→ **Source extract**
__________

Mark O'Leary

Personal information
- Full name: Mark Daniel O'Leary
- Born: 19 June 1976 (age 50) Panteg, Gwent, Wales
- Role: Coach

Head coaching information
- 2020–2021: Western Storm
- 2021: Welsh Fire Women
- Source: CricketArchive, 16 February 2022

= Mark O'Leary (cricketer) =

Welsh cricket coach

Mark Daniel O'Leary (born 19 June 1976) is a Welsh cricket coach and former cricketer. He was head coach of Western Storm in 2020 and 2021, and coached the women's team of Welsh Fire in the 2021 season of The Hundred. He previously played cricket for Wales Minor Counties, as well as the second XIs of Glamorgan and Somerset. Prior to being appointed Western Storm's head coach, he worked for two decades at Cardiff Metropolitan University and Cardiff MCCU.

==Career==
O'Leary played cricket for Wales Minor Counties between 1995 and 2000, appearing 5 times in the Minor Counties Championship, playing as a right-handed batter and right-arm leg break bowler. He also appeared for Glamorgan Second XI between 1995 and 1997, and Somerset Second XI in 2002. He played club cricket for Sudbrook Cricket Club in Sudbrook, Monmouthshire.

O'Leary has also undertaken various roles at Cardiff Metropolitan University and Cardiff MCCU, eventually becoming head coach of the cricket team and a lecturer at the university. During his time there, he worked with various players who would become professional cricketers, such as Jack Leach, Rory Burns, Alex Milton and Matt Hobden. In 2018, he was named Coach of the Year by the ECB, as a recognition of his contribution to the game over two decades.

In 2019, he was named as the bowling coach for Western Storm in the final season of the Women's Cricket Super League, which the side went on to win. Ahead of the following season, 2020, O'Leary was named as the head coach of Western Storm, leading them to second place in the South Group of the new Rachael Heyhoe Flint Trophy in his first season. In 2020, he was named assistant coach of Welsh Fire's women's side for the inaugural season of The Hundred. After the tournament was postponed for a year due to the COVID-19 pandemic, head coach Matthew Mott withdrew from the side, with O'Leary stepping up into the role in his place. The side finished bottom of the table in the 2021 season.

In February 2022, it was announced that O'Leary was stepping down from his role as head coach of Western Storm. He was replaced as head coach of Welsh Fire ahead of the 2022 season by Gareth Breese.

In March 2025, O'Leary was appointed as assistant coach at Glamorgan.

__________

→ **Extracted data**
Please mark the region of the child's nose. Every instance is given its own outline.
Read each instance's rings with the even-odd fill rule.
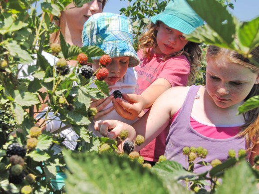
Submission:
[[[220,95],[228,95],[229,94],[229,91],[225,87],[221,87],[217,91]]]

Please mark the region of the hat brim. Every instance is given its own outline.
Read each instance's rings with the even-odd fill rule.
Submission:
[[[183,19],[177,16],[164,12],[151,17],[151,19],[154,23],[156,23],[157,21],[161,21],[168,27],[186,34],[190,34],[195,29],[194,27]]]
[[[119,41],[118,44],[116,44],[115,42],[116,41],[102,42],[96,44],[96,46],[103,50],[106,53],[109,53],[111,58],[129,56],[128,67],[133,67],[139,64],[140,60],[132,45],[129,45],[126,42],[123,43],[121,41]],[[114,50],[114,48],[116,48],[116,49]],[[93,57],[92,59],[100,59],[100,56]]]

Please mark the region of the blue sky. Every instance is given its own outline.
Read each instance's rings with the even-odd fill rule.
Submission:
[[[130,2],[132,5],[135,0]],[[235,9],[229,9],[234,15],[241,21],[248,21],[259,16],[259,0],[232,0]],[[104,7],[104,12],[110,12],[120,13],[120,9],[122,7],[127,7],[128,0],[108,0]]]

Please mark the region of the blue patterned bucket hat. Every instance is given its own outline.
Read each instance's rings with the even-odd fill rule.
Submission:
[[[128,67],[140,62],[133,48],[132,22],[124,16],[111,13],[92,15],[84,24],[82,39],[84,46],[97,46],[112,58],[130,56]]]
[[[171,0],[163,13],[151,17],[154,23],[159,20],[171,28],[188,34],[203,24],[203,20],[185,0]]]

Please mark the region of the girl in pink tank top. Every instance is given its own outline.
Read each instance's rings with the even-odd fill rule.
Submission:
[[[251,54],[259,63],[259,46]],[[145,143],[135,148],[138,151],[170,124],[165,152],[168,160],[185,167],[182,152],[186,146],[207,149],[205,161],[208,163],[224,161],[229,150],[242,149],[253,165],[254,157],[259,154],[259,108],[237,113],[246,101],[259,95],[259,67],[235,51],[215,46],[209,46],[207,58],[206,86],[193,85],[189,91],[186,87],[172,88],[132,126],[106,120],[97,122],[95,129],[105,134],[113,129],[107,136],[110,138],[122,129],[129,131],[129,140],[136,135],[143,136]],[[195,167],[195,173],[206,171],[203,166]]]

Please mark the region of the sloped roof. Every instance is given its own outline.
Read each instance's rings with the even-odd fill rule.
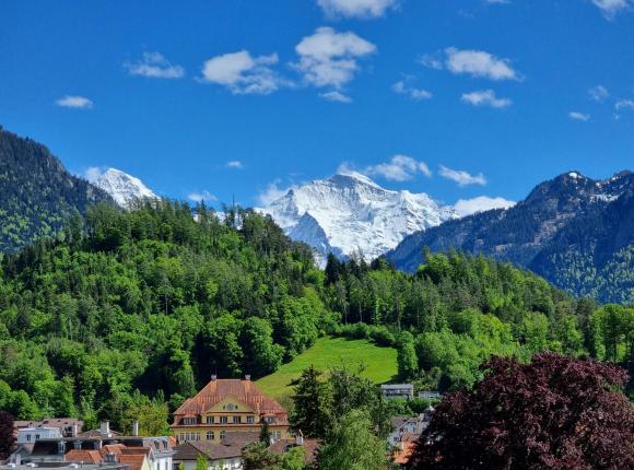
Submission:
[[[207,384],[196,397],[186,400],[174,415],[202,414],[227,397],[234,397],[258,414],[286,414],[286,410],[280,403],[263,395],[250,380],[215,379]]]

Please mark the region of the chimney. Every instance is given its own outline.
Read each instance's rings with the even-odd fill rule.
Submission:
[[[132,421],[132,435],[137,437],[139,435],[139,421]]]
[[[102,433],[103,436],[110,437],[110,422],[108,420],[102,421],[99,433]]]

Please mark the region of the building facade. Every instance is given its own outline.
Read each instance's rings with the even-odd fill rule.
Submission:
[[[274,440],[287,439],[289,414],[274,399],[263,395],[247,376],[211,381],[174,412],[172,431],[179,443],[221,443],[230,433],[259,432],[266,421]]]

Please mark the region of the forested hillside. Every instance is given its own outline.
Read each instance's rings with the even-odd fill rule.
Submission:
[[[97,205],[2,260],[0,409],[164,432],[211,374],[261,377],[322,334],[396,345],[401,378],[441,389],[470,387],[492,353],[632,355],[632,309],[510,265],[430,255],[412,275],[331,257],[319,271],[268,216],[195,212]]]
[[[75,211],[114,201],[72,176],[48,149],[0,126],[0,252],[51,236]]]
[[[418,233],[387,257],[413,272],[425,246],[510,261],[577,296],[633,303],[634,174],[603,180],[577,172],[560,175],[514,208]]]

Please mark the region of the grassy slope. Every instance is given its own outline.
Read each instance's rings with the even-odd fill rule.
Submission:
[[[291,380],[297,378],[310,364],[319,371],[328,371],[341,364],[356,369],[360,364],[364,364],[362,375],[376,384],[383,384],[397,375],[396,355],[395,349],[379,348],[365,340],[319,338],[313,348],[282,365],[274,374],[260,378],[257,385],[265,393],[285,401],[292,392],[289,387]]]

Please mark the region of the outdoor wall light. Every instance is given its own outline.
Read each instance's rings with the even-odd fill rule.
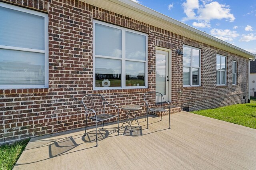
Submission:
[[[174,51],[177,52],[178,53],[178,55],[183,55],[183,53],[181,49],[179,49],[178,48],[177,49],[177,50],[175,50]]]

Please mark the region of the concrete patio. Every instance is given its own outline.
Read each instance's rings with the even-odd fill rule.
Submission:
[[[32,139],[16,169],[255,169],[256,129],[184,111]],[[122,125],[122,122],[120,123]],[[100,127],[100,126],[99,127]]]

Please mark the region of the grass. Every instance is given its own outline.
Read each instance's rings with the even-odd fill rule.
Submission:
[[[28,141],[29,139],[26,139],[0,146],[0,170],[12,169]]]
[[[191,112],[193,113],[256,128],[256,98],[250,103],[238,104]]]

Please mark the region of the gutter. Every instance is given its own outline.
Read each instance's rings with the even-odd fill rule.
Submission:
[[[254,59],[249,59],[249,60],[248,61],[248,73],[249,73],[249,77],[248,79],[248,103],[250,103],[250,62],[251,61],[255,61],[256,59],[256,57],[255,57]]]
[[[227,50],[226,49],[223,49],[223,48],[222,48],[222,49],[228,51],[232,53],[236,53],[237,54],[238,54],[249,59],[253,59],[254,57],[256,57],[256,55],[255,54],[254,54],[249,51],[245,50],[244,49],[242,49],[238,47],[236,47],[230,43],[216,38],[213,36],[201,31],[196,28],[192,27],[187,24],[180,22],[168,16],[161,14],[142,5],[134,2],[130,0],[108,0],[112,2],[113,3],[125,7],[126,8],[129,8],[130,10],[136,11],[141,14],[143,14],[149,17],[153,18],[154,19],[159,21],[161,21],[162,22],[166,24],[172,25],[173,27],[176,27],[177,28],[182,30],[183,31],[192,32],[192,34],[196,35],[197,36],[200,37],[204,40],[207,40],[210,42],[213,42],[214,43],[218,44],[219,45],[225,46],[226,48],[229,49],[230,50]],[[171,31],[170,30],[169,31]],[[198,40],[196,40],[200,41]],[[208,43],[206,42],[202,42]],[[219,46],[216,47],[214,45],[211,44],[209,45],[222,49],[222,48],[220,47]],[[233,50],[240,51],[241,53],[238,54],[237,52],[236,53],[232,51]]]

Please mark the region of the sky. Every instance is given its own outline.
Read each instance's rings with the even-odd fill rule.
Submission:
[[[256,0],[131,0],[256,54]]]

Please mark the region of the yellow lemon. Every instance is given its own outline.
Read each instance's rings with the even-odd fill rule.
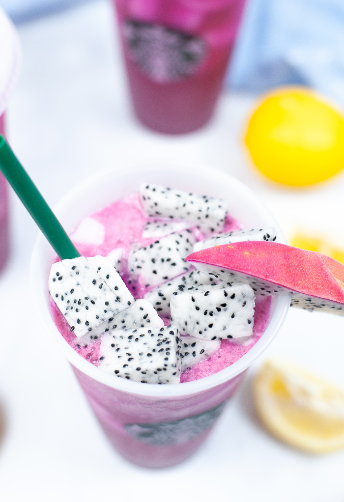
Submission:
[[[319,453],[344,447],[344,394],[286,362],[268,361],[253,384],[256,408],[274,435]]]
[[[293,236],[290,243],[294,247],[321,253],[344,265],[344,248],[340,248],[328,238],[298,232]]]
[[[245,141],[266,176],[286,185],[322,181],[344,167],[344,117],[305,88],[266,95],[250,120]]]

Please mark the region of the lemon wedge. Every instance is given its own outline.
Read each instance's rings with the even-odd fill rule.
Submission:
[[[284,361],[268,361],[253,394],[266,428],[284,442],[313,453],[344,447],[344,393]]]

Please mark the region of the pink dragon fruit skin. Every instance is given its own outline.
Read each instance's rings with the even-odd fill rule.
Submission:
[[[248,283],[256,295],[291,295],[293,306],[344,315],[344,266],[320,253],[247,241],[198,251],[187,260],[225,283]]]

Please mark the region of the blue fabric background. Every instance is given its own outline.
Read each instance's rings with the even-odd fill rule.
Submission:
[[[85,1],[0,5],[20,23]],[[344,0],[248,0],[227,86],[259,92],[286,83],[313,86],[344,109]]]
[[[310,85],[344,108],[344,0],[249,0],[227,84]]]

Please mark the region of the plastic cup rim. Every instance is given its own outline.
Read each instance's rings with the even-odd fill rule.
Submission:
[[[236,185],[237,189],[240,190],[242,193],[246,194],[247,196],[253,198],[257,204],[260,206],[261,208],[264,208],[267,213],[269,214],[272,219],[274,221],[274,226],[277,231],[279,241],[286,243],[285,237],[277,221],[264,203],[250,189],[224,172],[213,168],[210,168],[206,166],[199,165],[197,166],[188,165],[187,167],[186,167],[185,166],[176,167],[175,164],[168,164],[166,163],[149,163],[133,164],[129,166],[124,165],[117,168],[104,170],[88,177],[69,190],[55,205],[53,208],[54,212],[58,218],[59,212],[66,204],[70,203],[72,199],[75,198],[76,195],[78,193],[82,193],[86,187],[92,186],[95,182],[99,181],[102,178],[104,178],[109,175],[120,176],[122,173],[122,175],[126,175],[129,173],[134,174],[135,172],[142,172],[143,170],[144,171],[145,169],[146,170],[149,169],[150,171],[160,171],[169,170],[171,168],[173,168],[175,173],[176,171],[184,172],[185,169],[187,169],[190,173],[193,172],[195,174],[197,173],[198,176],[201,175],[204,176],[209,175],[211,173],[212,176],[216,176],[226,178],[227,182],[230,181],[232,185]],[[196,171],[195,170],[196,169]],[[206,391],[233,379],[247,369],[270,345],[283,324],[290,304],[290,295],[275,297],[276,300],[274,313],[267,329],[260,339],[238,361],[213,375],[191,382],[165,385],[145,384],[140,382],[129,381],[124,379],[115,379],[111,375],[101,371],[78,354],[64,340],[54,324],[47,308],[43,291],[44,275],[41,270],[41,273],[39,274],[39,280],[37,280],[37,279],[40,269],[42,269],[42,259],[46,255],[47,250],[50,247],[45,237],[40,231],[32,252],[30,276],[31,290],[39,316],[43,321],[43,325],[45,326],[50,335],[73,366],[88,376],[104,385],[132,394],[161,397],[185,396]]]

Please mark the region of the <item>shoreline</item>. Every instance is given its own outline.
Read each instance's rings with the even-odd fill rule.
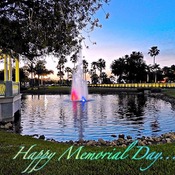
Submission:
[[[107,89],[111,90],[111,88],[103,88],[103,90],[107,90]],[[96,88],[96,91],[97,90],[99,90],[99,88]],[[127,93],[127,92],[121,91],[121,89],[120,90],[117,89],[117,91],[116,90],[114,90],[114,91],[115,92],[120,92],[120,93]],[[134,93],[134,91],[128,91],[128,92],[129,92],[129,94]],[[28,95],[28,93],[23,93],[23,94]],[[51,94],[55,95],[53,93],[51,93]],[[65,94],[68,94],[68,93],[65,93]],[[99,93],[99,94],[101,94],[101,93]],[[107,92],[105,94],[114,94],[114,92],[113,91],[110,92],[110,93]],[[140,94],[140,93],[137,92],[137,93],[134,93],[134,94]],[[32,95],[42,95],[42,94],[32,93]],[[171,103],[172,105],[175,105],[175,97],[169,96],[165,92],[149,93],[147,95],[149,97],[162,99],[164,101],[167,101],[167,102]],[[7,132],[16,133],[15,130],[14,130],[14,125],[15,125],[15,122],[0,122],[0,129],[1,130],[6,130]],[[19,135],[21,135],[21,134],[19,134]],[[157,144],[165,144],[165,143],[174,143],[175,142],[175,131],[164,133],[164,134],[161,134],[160,136],[156,136],[156,137],[144,136],[143,135],[142,137],[136,138],[136,139],[133,139],[131,136],[125,136],[124,134],[119,134],[118,139],[116,139],[117,138],[116,135],[111,135],[111,137],[114,138],[114,140],[112,140],[112,141],[105,141],[105,140],[103,140],[103,138],[99,138],[98,141],[84,140],[84,139],[80,139],[80,140],[77,140],[77,141],[72,141],[72,140],[70,140],[70,141],[56,141],[54,139],[47,139],[47,138],[45,138],[44,135],[39,136],[38,134],[34,134],[34,135],[26,135],[26,136],[34,137],[36,139],[42,139],[42,140],[47,140],[47,141],[51,141],[51,142],[56,142],[56,143],[74,144],[74,145],[77,145],[77,146],[83,145],[83,146],[122,146],[122,147],[126,147],[130,143],[132,143],[134,140],[138,140],[138,145],[140,145],[140,146],[157,145]]]

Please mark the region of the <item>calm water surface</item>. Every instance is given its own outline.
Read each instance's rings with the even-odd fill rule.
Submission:
[[[21,134],[45,135],[58,141],[113,140],[175,131],[175,109],[143,95],[89,95],[87,103],[69,95],[26,95],[22,99]]]

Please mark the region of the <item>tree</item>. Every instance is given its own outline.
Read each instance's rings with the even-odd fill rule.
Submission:
[[[146,79],[146,63],[141,52],[132,52],[111,64],[112,73],[119,76],[118,81],[140,82]]]
[[[155,57],[159,54],[160,50],[157,48],[157,46],[153,46],[151,47],[151,49],[149,50],[148,54],[153,57],[153,65],[156,64],[155,62]],[[157,82],[157,72],[154,71],[155,73],[155,83]]]
[[[64,76],[64,64],[67,62],[67,59],[64,55],[62,55],[58,61],[58,65],[57,65],[57,69],[58,69],[58,73],[57,75],[60,77],[60,84],[62,83],[62,78]]]
[[[104,59],[100,58],[97,61],[97,69],[100,71],[100,78],[101,78],[102,70],[105,68],[106,68],[106,61]],[[102,81],[101,81],[101,83],[102,83]]]
[[[36,73],[36,75],[38,75],[38,86],[40,85],[40,77],[41,76],[46,76],[46,75],[54,73],[53,70],[46,69],[45,64],[46,64],[46,61],[39,60],[35,66],[35,73]],[[41,81],[42,81],[42,79],[41,79]]]
[[[101,27],[95,13],[103,3],[108,0],[2,0],[0,49],[30,60],[48,53],[68,55],[79,47],[82,29]]]

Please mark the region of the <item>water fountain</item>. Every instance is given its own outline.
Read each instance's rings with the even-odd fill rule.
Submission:
[[[72,77],[71,100],[86,102],[88,99],[87,82],[83,78],[82,49],[78,52],[78,66]]]

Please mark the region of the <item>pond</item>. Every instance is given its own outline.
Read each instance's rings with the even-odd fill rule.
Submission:
[[[160,99],[128,94],[92,94],[86,103],[69,99],[69,95],[23,96],[20,133],[57,141],[111,141],[111,135],[138,138],[175,130],[175,109]]]

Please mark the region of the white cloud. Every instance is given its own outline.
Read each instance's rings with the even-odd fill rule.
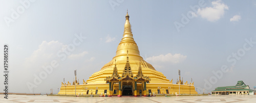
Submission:
[[[91,57],[91,58],[90,58],[89,59],[87,59],[86,60],[86,62],[88,62],[88,61],[93,61],[93,60],[94,60],[95,59],[95,57]]]
[[[186,57],[187,56],[183,55],[181,54],[175,54],[173,55],[170,53],[169,53],[165,55],[161,54],[156,56],[148,57],[146,59],[146,61],[152,63],[161,62],[178,63],[184,61],[186,59]]]
[[[72,59],[77,59],[79,57],[83,57],[83,56],[84,56],[86,54],[88,54],[88,52],[83,51],[79,54],[72,54],[69,56],[68,58]]]
[[[28,67],[48,64],[49,61],[57,57],[56,53],[58,51],[63,51],[67,46],[68,45],[63,45],[57,41],[49,42],[43,41],[39,45],[38,49],[34,51],[30,57],[25,59],[24,65]]]
[[[235,15],[233,16],[231,18],[230,18],[230,21],[238,21],[241,19],[241,16],[240,15]]]
[[[111,38],[110,36],[109,35],[108,35],[108,37],[106,37],[106,41],[105,41],[105,42],[106,43],[111,42],[112,42],[113,41],[115,41],[115,40],[116,40],[116,38],[115,38],[115,37]]]
[[[223,16],[225,10],[228,10],[228,6],[221,0],[212,2],[211,5],[212,7],[199,8],[197,14],[203,18],[205,18],[211,22],[215,22]]]

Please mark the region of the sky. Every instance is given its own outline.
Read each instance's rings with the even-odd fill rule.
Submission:
[[[180,70],[199,93],[256,86],[256,1],[1,0],[9,92],[57,93],[75,70],[88,80],[115,56],[127,10],[140,55],[167,79]]]

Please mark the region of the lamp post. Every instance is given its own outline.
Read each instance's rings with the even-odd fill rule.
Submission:
[[[163,92],[163,90],[164,89],[164,88],[162,88],[163,89],[163,94],[164,94],[164,92]]]
[[[84,89],[86,89],[86,94],[87,94],[87,89],[88,89],[88,88],[87,87],[86,87]]]
[[[160,94],[160,89],[161,89],[161,87],[158,87],[157,88],[158,88],[158,91],[157,92],[158,92],[158,94]]]
[[[189,84],[189,95],[191,95],[191,84]]]
[[[168,93],[169,93],[168,94],[170,94],[170,87],[168,87]]]
[[[75,95],[76,95],[76,70],[75,70],[75,76],[76,76],[76,80],[75,80]]]
[[[65,95],[67,95],[67,85],[65,84]]]
[[[179,95],[180,95],[180,70],[178,70],[179,71],[179,76],[180,76],[180,80],[179,80]],[[183,81],[183,80],[182,80]]]

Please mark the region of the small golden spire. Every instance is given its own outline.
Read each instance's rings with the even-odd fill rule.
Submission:
[[[141,62],[140,59],[140,67],[141,67],[141,65],[140,65],[140,62]]]
[[[128,57],[128,50],[127,50],[127,61],[129,60],[129,57]]]
[[[116,59],[115,59],[115,67],[116,66]]]

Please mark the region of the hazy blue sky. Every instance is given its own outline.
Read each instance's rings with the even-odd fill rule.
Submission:
[[[32,93],[33,84],[35,93],[57,93],[75,70],[80,83],[88,80],[115,55],[127,9],[140,55],[167,79],[176,83],[180,70],[199,93],[239,80],[256,86],[256,1],[1,0],[0,54],[8,44],[9,91]],[[75,34],[86,39],[67,58],[58,56],[78,40]],[[59,65],[42,75],[53,60]]]

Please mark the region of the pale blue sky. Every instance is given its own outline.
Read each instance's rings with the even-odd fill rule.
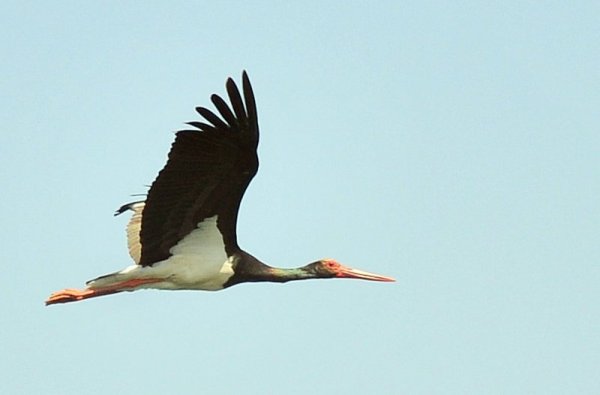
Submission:
[[[87,3],[0,5],[0,393],[600,393],[598,2]],[[242,69],[242,247],[397,282],[44,307]]]

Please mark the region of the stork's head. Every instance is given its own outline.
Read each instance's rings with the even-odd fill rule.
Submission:
[[[380,276],[379,274],[373,274],[358,269],[352,269],[344,266],[334,259],[321,259],[308,265],[310,269],[314,270],[318,277],[321,278],[357,278],[360,280],[370,281],[396,281],[392,277]]]

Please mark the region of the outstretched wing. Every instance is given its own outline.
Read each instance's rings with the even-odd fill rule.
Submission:
[[[243,100],[229,78],[226,87],[231,107],[221,97],[212,95],[211,101],[221,117],[197,107],[196,111],[208,123],[189,122],[195,130],[177,132],[167,164],[152,183],[143,208],[140,265],[150,266],[167,259],[180,240],[215,215],[227,254],[239,249],[238,209],[258,171],[256,103],[246,72],[242,80]],[[134,226],[137,225],[130,225],[132,232]]]
[[[142,245],[140,244],[140,229],[142,228],[142,213],[144,212],[144,201],[125,204],[115,212],[115,215],[124,213],[127,210],[133,211],[133,215],[127,223],[127,248],[131,259],[139,265],[142,254]]]

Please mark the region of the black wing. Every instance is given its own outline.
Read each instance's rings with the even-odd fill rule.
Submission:
[[[212,95],[221,117],[197,107],[210,124],[189,122],[197,130],[177,132],[165,167],[152,183],[140,231],[139,264],[150,266],[167,259],[169,250],[206,218],[218,215],[228,255],[239,249],[237,214],[242,196],[258,171],[258,118],[248,75],[243,93],[227,80],[231,108]],[[245,102],[245,104],[244,104]]]

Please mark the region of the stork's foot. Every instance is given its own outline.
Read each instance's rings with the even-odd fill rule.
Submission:
[[[63,289],[52,293],[46,299],[46,306],[56,303],[76,302],[78,300],[91,298],[96,295],[97,291],[93,289]]]
[[[133,291],[142,285],[159,283],[162,281],[163,280],[160,278],[133,278],[103,288],[63,289],[51,294],[48,299],[46,299],[46,306],[57,303],[77,302],[78,300],[116,294],[123,291]]]

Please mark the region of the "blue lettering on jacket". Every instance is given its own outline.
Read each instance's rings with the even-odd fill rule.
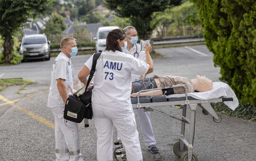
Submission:
[[[122,67],[123,66],[122,63],[119,63],[116,62],[110,62],[109,63],[109,61],[106,61],[105,64],[104,65],[103,68],[108,68],[109,69],[112,69],[113,70],[115,70],[116,69],[119,71],[121,71]]]

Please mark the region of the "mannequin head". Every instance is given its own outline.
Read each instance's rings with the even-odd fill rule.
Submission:
[[[196,84],[194,85],[195,90],[202,92],[212,89],[212,81],[205,76],[197,75],[194,80]]]

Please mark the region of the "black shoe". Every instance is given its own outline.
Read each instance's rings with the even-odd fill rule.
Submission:
[[[155,144],[149,145],[147,148],[149,149],[149,151],[150,151],[150,152],[152,153],[157,153],[159,151],[158,149],[155,146]]]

__________

→ **Assigned task 1**
Return the passage of the O'Leary profile that begins at the words "In 2019, he" and stops after "the 2021 season.", copied word for word.
→ **Assigned task 2**
In the O'Leary profile, who replaced O'Leary as head coach of Welsh Fire ahead of the 2022 season?

→ **Answer area 1**
In 2019, he was named as the bowling coach for Western Storm in the final season of the Women's Cricket Super League, which the side went on to win. Ahead of the following season, 2020, O'Leary was named as the head coach of Western Storm, leading them to second place in the South Group of the new Rachael Heyhoe Flint Trophy in his first season. In 2020, he was named assistant coach of Welsh Fire's women's side for the inaugural season of The Hundred. After the tournament was postponed for a year due to the COVID-19 pandemic, head coach Matthew Mott withdrew from the side, with O'Leary stepping up into the role in his place. The side finished bottom of the table in the 2021 season.

→ **Answer area 2**
Gareth Breese